PROBLEM A
In the forum thread on tractive force below, restate the paragraph beginning "The friction coefficient" as a short bulleted list, keeping its main facts.

TEXT SEGMENT
This is what I have so far. I've looked at other posts along a similar line and followed their examples with regards FR. Is any of this correct or am I missing something? The posts I saw had the 2 answers added together F + FR to give the force required to travel the object at a constant acceleration. The question I've been asked is what is the tractive force produced to provide this acceleration taking into account the 1000N resistance. Same answer?
 
  • #17
Gixer1127 said:
View attachment 324733
View attachment 324734
This is what I have so far. I've looked at other posts along a similar line and followed their examples with regards FR. Is any of this correct or am I missing something? The posts I saw had the 2 answers added together F + FR to give the force required to travel the object at a constant acceleration. The question I've been asked is what is the tractive force produced to provide this acceleration taking into account the 1000N resistance. Same answer?
Or do I subtract the 2 answers F - FR = 1285.05N as the answer? This, to me, makes more sense as surely the resistance is the force the car needs to overcome to maintain acceleration and then hold a constant speed?
 
  • #18
Gixer1127 said:
...The car is fully electric so no pick up through the gears, just foot to the floor. Would this make a difference given that I am told the resistance is 1000N?...
Being electrically powered, you are correct, the torque on the driving wheels (and the tangential force on the pavement) should be about constant.

Those 1000 N resist the forward movement, not in a linear way, as air drag increases with the square of speed.
Therefore, at the beginning of the run is about zero, and at the end is greater than the estimated value: 1000 N is just an average.

The wheels must push harder to overcome that resistance and still accelerate the mass of the car as it did.
It is like the car is going slightly uphill while accelerating.
Therefore, those 1000 N should be added to the product of mass times actual acceleration.
 
  • #19
Gixer1127 said:
View attachment 324733
View attachment 324734
This is what I have so far. I've looked at other posts along a similar line and followed their examples with regards FR. Is any of this correct or am I missing something? The posts I saw had the 2 answers added together F + FR to give the force required to travel the object at a constant acceleration. The question I've been asked is what is the tractive force produced to provide this acceleration taking into account the 1000N resistance. Same answer?
The friction coefficient ##\mu## is not given in the problem so forget about it. The force ##F## is what you are looking for. You have put the wind resistance vector on your FBD but not the inertia vector (ma). Add those three vectors (considering their correct directions) to find the magnitude of ##F##.
 
  • #20
OK, let's see if I get this correct. On my FBD I should have input the result of the F=ma (13806.9N)? Then add this to the 1000N for wind resistance vector and gravity/mass vector (not including the coefficient) (12802.05N). Considering the wind resistance vector is pushing back and the gravity/mass is on a downward trajectory does this mean they are both in the negative? Adding them together gives me an F of 27608.95N. Am I on the right track with this?

PROBLEM B
In the records, write out the lines from the one containing "In this exercise" through the end of the records, inclusive, with "shoulder" changed to "elbow" and nothing else altered.

RECORDS FOR PROCESSING
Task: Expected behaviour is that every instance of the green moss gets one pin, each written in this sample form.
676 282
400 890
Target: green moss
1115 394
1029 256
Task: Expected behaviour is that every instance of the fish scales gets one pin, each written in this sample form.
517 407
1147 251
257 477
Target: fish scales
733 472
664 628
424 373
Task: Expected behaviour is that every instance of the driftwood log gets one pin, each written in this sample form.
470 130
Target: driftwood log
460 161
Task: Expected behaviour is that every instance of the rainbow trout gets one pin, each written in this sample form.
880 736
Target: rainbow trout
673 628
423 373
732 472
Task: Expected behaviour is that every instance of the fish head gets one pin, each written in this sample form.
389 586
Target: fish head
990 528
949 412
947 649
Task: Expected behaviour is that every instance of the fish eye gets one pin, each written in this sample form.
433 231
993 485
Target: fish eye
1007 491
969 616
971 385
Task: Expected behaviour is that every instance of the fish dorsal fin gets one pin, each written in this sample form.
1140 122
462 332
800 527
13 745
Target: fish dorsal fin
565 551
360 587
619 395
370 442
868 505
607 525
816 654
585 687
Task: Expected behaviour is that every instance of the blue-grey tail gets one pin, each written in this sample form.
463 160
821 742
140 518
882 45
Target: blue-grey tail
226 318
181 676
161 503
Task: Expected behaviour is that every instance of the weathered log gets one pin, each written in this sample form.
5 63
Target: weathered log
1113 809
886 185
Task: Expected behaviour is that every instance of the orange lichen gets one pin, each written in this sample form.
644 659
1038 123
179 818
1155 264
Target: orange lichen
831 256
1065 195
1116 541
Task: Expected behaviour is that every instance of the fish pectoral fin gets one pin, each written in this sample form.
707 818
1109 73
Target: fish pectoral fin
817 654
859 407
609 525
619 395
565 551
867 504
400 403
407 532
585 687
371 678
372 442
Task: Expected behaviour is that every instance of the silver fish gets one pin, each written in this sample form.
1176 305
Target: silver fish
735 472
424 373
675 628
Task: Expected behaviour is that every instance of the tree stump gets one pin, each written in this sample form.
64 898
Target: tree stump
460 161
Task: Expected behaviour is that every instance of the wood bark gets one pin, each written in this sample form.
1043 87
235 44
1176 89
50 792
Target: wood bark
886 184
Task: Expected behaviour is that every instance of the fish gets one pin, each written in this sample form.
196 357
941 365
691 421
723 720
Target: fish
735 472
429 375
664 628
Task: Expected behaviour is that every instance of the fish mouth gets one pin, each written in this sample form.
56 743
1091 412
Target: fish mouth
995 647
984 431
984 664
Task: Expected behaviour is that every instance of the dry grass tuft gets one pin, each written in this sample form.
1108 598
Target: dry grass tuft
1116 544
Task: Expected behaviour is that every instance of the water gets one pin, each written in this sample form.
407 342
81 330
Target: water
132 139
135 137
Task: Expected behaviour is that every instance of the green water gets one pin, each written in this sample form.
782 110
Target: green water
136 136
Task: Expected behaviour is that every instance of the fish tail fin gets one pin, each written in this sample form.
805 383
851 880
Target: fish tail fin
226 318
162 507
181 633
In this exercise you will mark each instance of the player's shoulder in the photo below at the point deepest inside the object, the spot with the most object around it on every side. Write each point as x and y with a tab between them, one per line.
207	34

FULL SOLUTION A
- The friction coefficient μ is not given in the problem, so leave it out.
- The force F is the unknown to find.
- The free body diagram shows the wind resistance vector but not the inertia vector (ma).
- Add the three vectors, taking their correct directions into account, to get the magnitude of F.

FULL SOLUTION B
In this exercise you will mark each instance of the player's elbow in the photo below at the point deepest inside the object, the spot with the most object around it on every side. Write each point as x and y with a tab between them, one per line.
207	34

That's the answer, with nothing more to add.